======== Text section ========

- Location of Cagua
- Date: 23 January 2020;
- Location: Agrícola del Lago sugar plantation, Cagua, Venezuela

Impacts
- Deaths: 11
- Injuries: 2

Ignition
- Cause: Uncontrolled sugarcane harvesting utility fire

= 2020 Cagua fire =

Venezuelan fire

On 23 January 2020, a fire was started in the Agrícola del Lago reed bed in Cagua, Aragua state, Venezuela. Eleven people were confirmed to have died as a result of the fire, all but two being minors.

== Fire ==
The fire started in Cagua on 23 January 2020, around 13:00 local time (VET), at the Agrícola del Lago reed bed sugarcane plantation, located in a popular extraction zone in the La Carpiera sector, in Cagua, Aragua state. The fire was under control by 22:00 but the authorities maintained a watch on it. Firefighter units from Aragua, Cagua and the Forestry Unit, state civil defense officials, rescue groups, as well as park rangers and Corposalud Aragua participated in the operation.

At 21:50 an official from the fire department declared that the incident was a "vegetation fire" that had started in the afternoon. Aragua's governor, Rodolfo Clemente Marco Torres, stated that investigations were under way to clarify the circumstances, and Douglas Rico, director of the Scientific, Penal, and Criminal Investigation Service Corps (CICPC), declared that officers had been deployed for the investigation.

Reports from the rescue teams initially indicated that the fire had claimed ten victims. The following day, Attorney General Tarek William Saab announced that at least eleven people died, nine of them minors, and announced that he had formed a commission headed by the state high prosecutor to investigate.

======== Extracted data ========

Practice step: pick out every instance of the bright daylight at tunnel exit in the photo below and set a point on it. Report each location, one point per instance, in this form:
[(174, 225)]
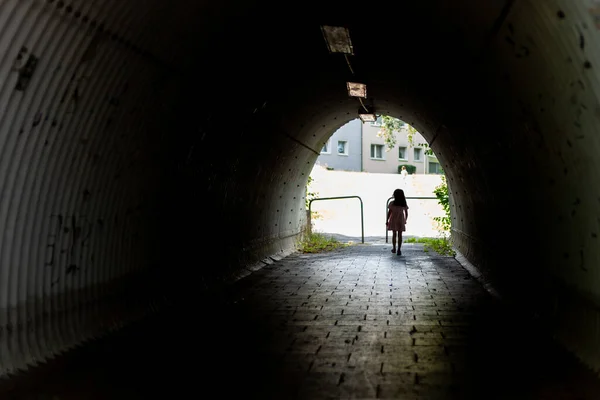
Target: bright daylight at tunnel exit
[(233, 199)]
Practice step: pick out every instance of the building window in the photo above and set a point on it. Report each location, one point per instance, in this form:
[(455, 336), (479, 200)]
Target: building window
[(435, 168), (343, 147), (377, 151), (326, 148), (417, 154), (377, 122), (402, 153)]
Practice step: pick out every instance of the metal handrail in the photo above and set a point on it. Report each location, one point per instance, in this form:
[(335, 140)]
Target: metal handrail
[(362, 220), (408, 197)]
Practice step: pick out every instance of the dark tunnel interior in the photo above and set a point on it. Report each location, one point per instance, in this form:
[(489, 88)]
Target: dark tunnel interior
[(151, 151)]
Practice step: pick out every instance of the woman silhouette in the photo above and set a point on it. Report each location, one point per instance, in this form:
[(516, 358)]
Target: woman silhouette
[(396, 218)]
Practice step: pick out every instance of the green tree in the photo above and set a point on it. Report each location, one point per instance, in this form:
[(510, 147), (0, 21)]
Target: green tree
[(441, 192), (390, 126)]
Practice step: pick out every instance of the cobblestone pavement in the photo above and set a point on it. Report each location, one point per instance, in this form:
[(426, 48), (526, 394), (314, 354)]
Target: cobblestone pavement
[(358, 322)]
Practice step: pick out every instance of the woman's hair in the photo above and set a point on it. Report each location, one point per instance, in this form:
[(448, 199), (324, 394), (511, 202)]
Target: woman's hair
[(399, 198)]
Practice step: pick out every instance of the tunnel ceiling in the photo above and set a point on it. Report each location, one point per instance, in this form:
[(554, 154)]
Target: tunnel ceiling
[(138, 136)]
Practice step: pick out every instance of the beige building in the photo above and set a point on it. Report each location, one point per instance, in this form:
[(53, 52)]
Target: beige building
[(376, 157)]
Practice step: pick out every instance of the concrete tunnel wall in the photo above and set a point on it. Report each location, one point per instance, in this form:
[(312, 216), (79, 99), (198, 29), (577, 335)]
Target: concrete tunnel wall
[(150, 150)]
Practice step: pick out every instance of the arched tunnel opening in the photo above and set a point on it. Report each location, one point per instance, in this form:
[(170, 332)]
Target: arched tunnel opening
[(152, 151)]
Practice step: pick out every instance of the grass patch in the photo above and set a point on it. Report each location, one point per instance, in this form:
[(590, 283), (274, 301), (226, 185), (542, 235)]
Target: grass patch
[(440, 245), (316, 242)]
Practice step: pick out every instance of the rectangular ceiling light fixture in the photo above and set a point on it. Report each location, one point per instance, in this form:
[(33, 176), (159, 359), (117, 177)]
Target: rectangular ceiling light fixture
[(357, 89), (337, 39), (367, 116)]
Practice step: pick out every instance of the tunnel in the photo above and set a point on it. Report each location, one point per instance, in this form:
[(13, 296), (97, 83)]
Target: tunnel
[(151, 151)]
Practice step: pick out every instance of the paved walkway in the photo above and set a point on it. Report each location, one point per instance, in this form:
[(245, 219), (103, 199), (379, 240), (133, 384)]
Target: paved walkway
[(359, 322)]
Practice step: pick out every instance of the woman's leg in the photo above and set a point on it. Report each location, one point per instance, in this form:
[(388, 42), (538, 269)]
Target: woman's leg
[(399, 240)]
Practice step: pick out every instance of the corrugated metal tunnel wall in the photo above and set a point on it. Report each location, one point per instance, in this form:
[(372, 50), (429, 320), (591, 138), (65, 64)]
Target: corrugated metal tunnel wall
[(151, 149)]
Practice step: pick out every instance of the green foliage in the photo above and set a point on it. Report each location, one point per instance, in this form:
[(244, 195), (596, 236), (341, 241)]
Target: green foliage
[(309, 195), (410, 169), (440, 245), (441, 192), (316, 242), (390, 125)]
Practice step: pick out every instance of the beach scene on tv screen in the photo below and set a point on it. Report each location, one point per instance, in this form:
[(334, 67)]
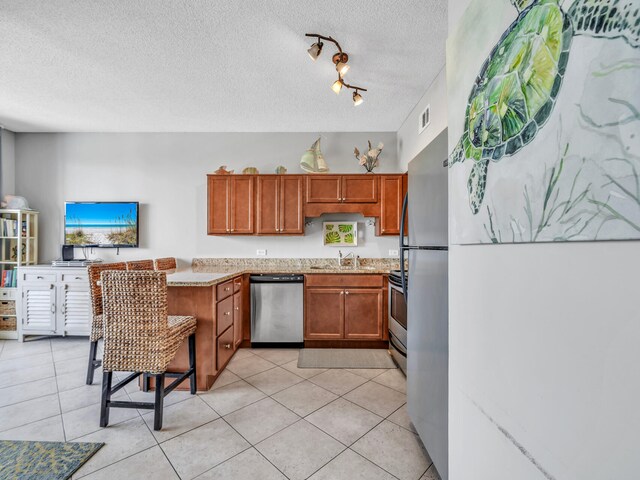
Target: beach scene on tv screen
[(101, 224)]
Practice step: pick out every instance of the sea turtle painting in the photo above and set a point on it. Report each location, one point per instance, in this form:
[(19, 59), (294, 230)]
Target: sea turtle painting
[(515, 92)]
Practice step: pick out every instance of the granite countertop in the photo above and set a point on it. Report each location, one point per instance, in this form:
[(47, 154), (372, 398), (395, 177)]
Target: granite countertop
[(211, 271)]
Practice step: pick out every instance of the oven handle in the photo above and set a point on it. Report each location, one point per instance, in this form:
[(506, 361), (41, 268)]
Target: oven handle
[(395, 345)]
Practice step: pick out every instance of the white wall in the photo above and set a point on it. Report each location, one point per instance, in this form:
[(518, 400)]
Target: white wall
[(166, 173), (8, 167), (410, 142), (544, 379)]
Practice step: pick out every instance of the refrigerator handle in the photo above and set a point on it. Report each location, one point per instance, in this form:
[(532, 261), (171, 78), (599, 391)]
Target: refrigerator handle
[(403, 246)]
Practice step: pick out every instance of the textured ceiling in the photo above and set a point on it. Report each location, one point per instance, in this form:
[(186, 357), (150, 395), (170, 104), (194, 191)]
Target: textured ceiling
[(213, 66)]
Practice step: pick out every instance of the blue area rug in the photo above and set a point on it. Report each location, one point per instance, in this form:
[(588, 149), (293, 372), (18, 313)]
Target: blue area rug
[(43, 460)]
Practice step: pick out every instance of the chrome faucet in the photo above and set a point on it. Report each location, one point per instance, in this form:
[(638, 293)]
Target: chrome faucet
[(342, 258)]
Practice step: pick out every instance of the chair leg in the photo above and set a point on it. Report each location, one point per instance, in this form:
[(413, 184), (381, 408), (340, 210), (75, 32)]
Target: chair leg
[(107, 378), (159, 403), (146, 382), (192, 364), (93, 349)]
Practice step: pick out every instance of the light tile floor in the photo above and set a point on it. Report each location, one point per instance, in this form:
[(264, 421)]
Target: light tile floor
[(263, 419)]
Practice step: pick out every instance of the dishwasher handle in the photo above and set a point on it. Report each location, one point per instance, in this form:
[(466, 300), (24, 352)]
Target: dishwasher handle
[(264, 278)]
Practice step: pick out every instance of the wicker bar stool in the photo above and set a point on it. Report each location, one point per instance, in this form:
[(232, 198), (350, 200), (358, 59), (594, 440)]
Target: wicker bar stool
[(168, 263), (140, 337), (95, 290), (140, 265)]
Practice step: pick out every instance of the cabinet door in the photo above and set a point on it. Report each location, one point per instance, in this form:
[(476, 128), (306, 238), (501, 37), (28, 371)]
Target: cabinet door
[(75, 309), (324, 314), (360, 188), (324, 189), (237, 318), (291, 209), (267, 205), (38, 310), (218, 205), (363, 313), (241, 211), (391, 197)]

========

▶ **Actions to take**:
#1 Please explain, in one to three sentences, why Aragua's governor said investigations into the 2020 Cagua fire were under way, according to the fire account.
#2 Write the next part of the account of the 2020 Cagua fire, picking up after its last sentence.

▶ **Expected responses**:
#1 Governor Rodolfo Clemente Marco Torres said investigations were under way to clarify the circumstances of the fire.

#2
The young people who died had approached the area to hunt rabbits that were escaping from the fire, but a change in the wind direction spread the flames rapidly, and they were unable to get out of the burning plantation. According to Saab, this plantation periodically burned sugarcane in the process of harvesting. A relative of the victims noted that the owners of the plantation had started the fire during the day to burn sugarcane, as customary, but stressed that these types of fires are supposed to be set during the night, when temperatures are lower and there is less risk to neighbors, and that a firebreak should be in place to control the flames; the relative also claimed that this was not the first instance of plantation owners starting a fire during the daytime without taking the recommended precautions.

Residents of the area criticized the municipal government for leaving local firefighters without the necessary equipment to control the fire, including tanker trucks and water, which meant that the fire took hours to bring under control. They also drew attention to the government party official for Sucre Municipality, Miriam Pardo, who had spent millions of dollars to remodel a public square during her tenure.

The National Assembly deputy of Aragua, Karin Salanova, declared that the children had been hunting rabbits to feed themselves due to the precarious situation they lived in, noted that there were no ambulances in the area to transfer the injured to hospital, questioned the lack of supplies in the hospital where they were taken, the Central Hospital of Maracay—whose pediatrics wing was closed—and pointed out that regional authorities did not mobilize the Armed Forces to respond to the emergency.

== Victims ==
In the area where the fire took place, there were no health centers prepared for this type of emergency, which meant that the victims had to be transferred to several more distant centers in the region, including the Cagua Clinic, the Central Hospital of Maracay and San José Social Service, also in Maracay.

At least seven teenagers died during the fire; another two died in the Cagua Clinic and a tenth in the Central Hospital of Maracay, where one of the victims was receiving intensive care. On social media, some users posted messages asking for medical supplies to be brought to the health centers. Two twelve-year-old children were hospitalized in the intensive care unit of the Central Hospital of Maracay, in critical condition and with burns covering 30 percent of their bodies; one of them died during the night. The victims were aged between 10 and 18, with all but two being minors.

Juan Guaidó, Henrique Capriles, and Guaidó's presidential human rights commissioner, Humberto Prado, sent their condolences to the victims' relatives.